• **ВЫБРАННЫЙ ОТРЫВОК**
В пятой части, «TheSmokeGrass» («Дым-трава»), трава, растущая на австралийской земле после бушующих летних пожаров, становится символом эмигрантов, создающих новую жизнь после опустошающего отрыва от родной земли и культуры; именно в эту часть включено стихотворение, давшее название всей книге: «Новые иммигранты примеряют австралийскую / кожу, чтобы было удобно. Она австралийка. / Продолжая разбираться в самой себе». Стихотворения рассказывают о врастании в австралийскую жизнь и вместе с тем о возрастающем интересе к переменам в России, о доступе к прежде засекреченной судьбе родственников, о встречах с иммигрантами третьей волны. Здесь вновь звучит тема расщепленности и желания целостности: «Годами эта раздвоенность / была благодатью: / как дома в обеих культурах / и лучше от этого». В шестой части, «Memoir» («Воспоминания») взгляд возвращается к личной жизни, к воспоминаниям о детстве, о жизни в «русском Харбине, / построенном на китайской земле / с его соборами / хрустального воздуха», о сложной жизни отца и матери, о мучениях и гибели родных, вернувшихся на родину в тридцатых годах.

• **ЧТО НУЖНО СДЕЛАТЬ**
Что, согласно отрывку, становится символом эмигрантов в пятой части книги?

• **ЗАПИСИ**
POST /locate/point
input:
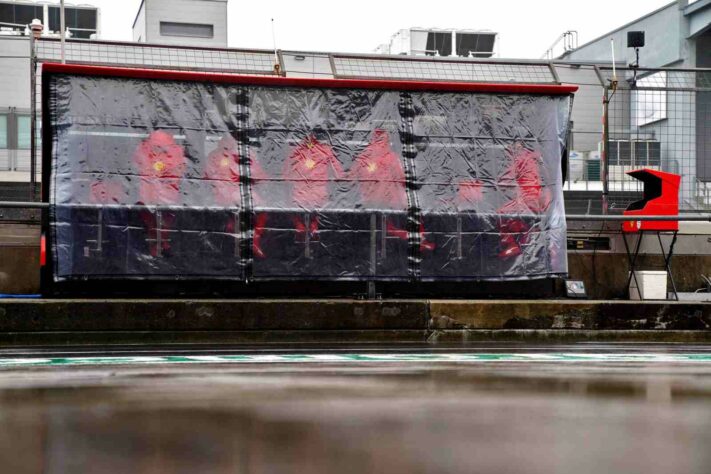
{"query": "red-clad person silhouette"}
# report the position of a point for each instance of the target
(161, 164)
(223, 170)
(530, 197)
(311, 168)
(379, 172)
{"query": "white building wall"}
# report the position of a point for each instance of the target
(139, 25)
(14, 72)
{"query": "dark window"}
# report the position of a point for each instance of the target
(625, 153)
(24, 14)
(655, 153)
(19, 14)
(440, 42)
(613, 154)
(640, 154)
(7, 13)
(23, 132)
(480, 45)
(86, 19)
(168, 28)
(75, 20)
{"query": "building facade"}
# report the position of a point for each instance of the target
(441, 42)
(659, 114)
(182, 22)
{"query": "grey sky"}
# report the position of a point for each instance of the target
(526, 27)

• **ВЫПОЛНЕННОЕ ЗАДАНИЕ**
Трава, растущая на австралийской земле после бушующих летних пожаров.